- CHALLENGE
Please find each line in the entries below that contains the word "field" and copy those lines.

- EXTRACTED MATERIAL
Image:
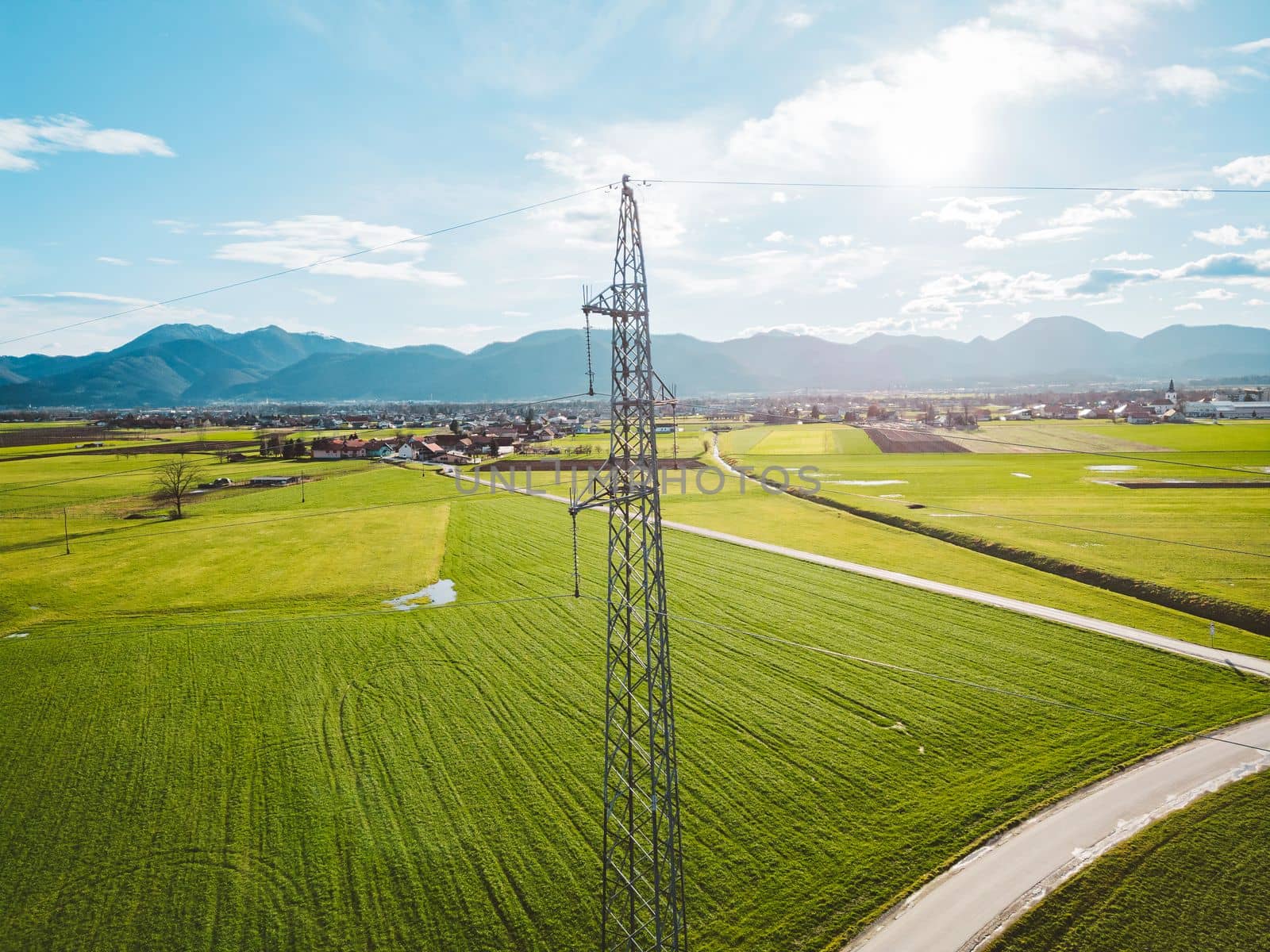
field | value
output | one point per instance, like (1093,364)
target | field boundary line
(1231,659)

- THE RESULT
field | value
target | field boundary line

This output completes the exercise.